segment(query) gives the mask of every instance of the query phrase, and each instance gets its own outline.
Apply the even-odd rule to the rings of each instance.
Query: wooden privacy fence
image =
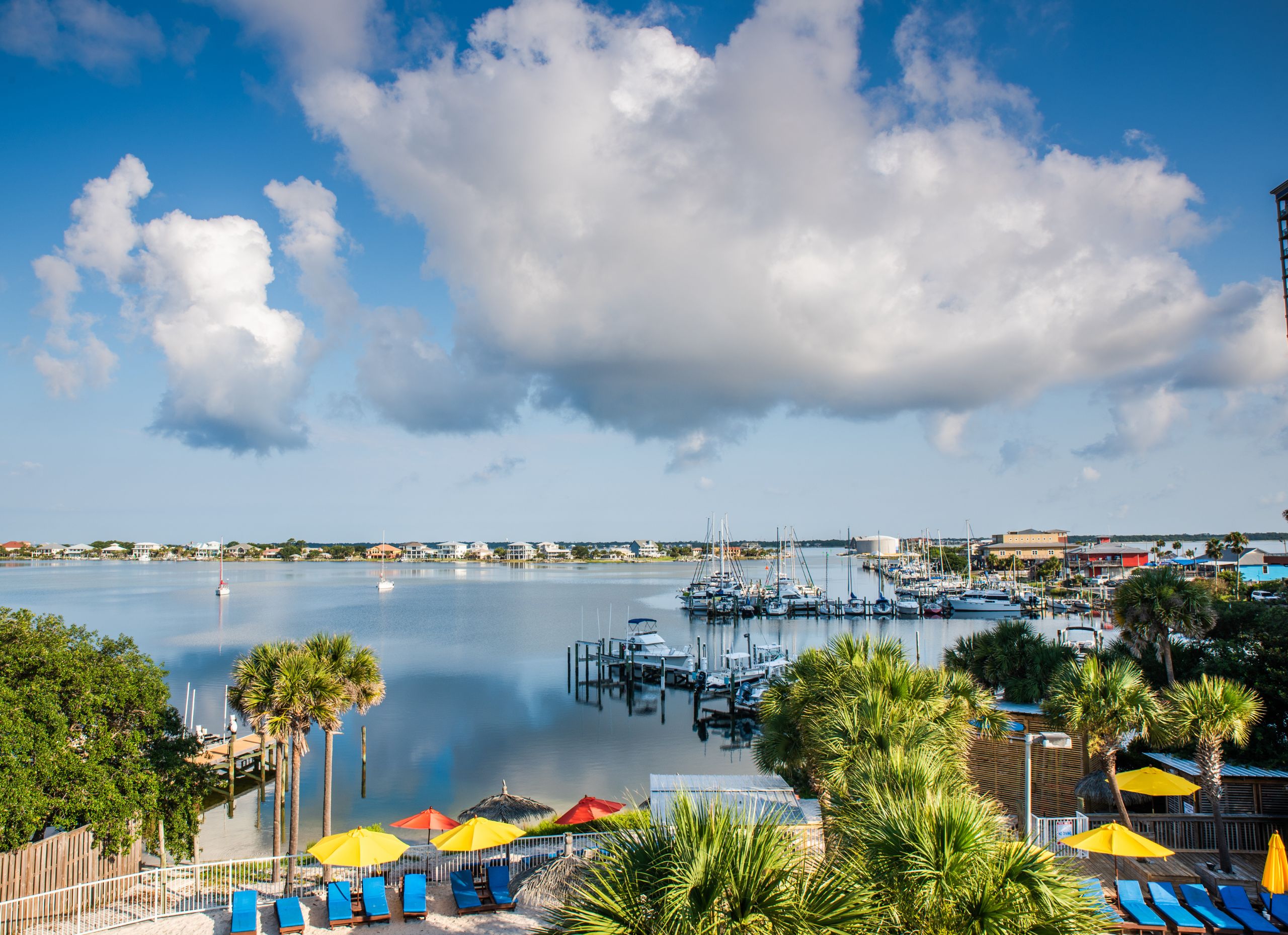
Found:
[[[0,854],[0,902],[138,873],[143,842],[104,856],[89,826]]]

#####

__Required task__.
Copy the records above word for word, omitting the pictures.

__Reply__.
segment(query) gives the mask of every instance of the query phrase, and each instance gets its own outline.
Apply the even-odd rule to the rings of each instance.
Query: wooden privacy fence
image =
Found:
[[[0,854],[0,902],[138,873],[143,842],[104,856],[89,826]]]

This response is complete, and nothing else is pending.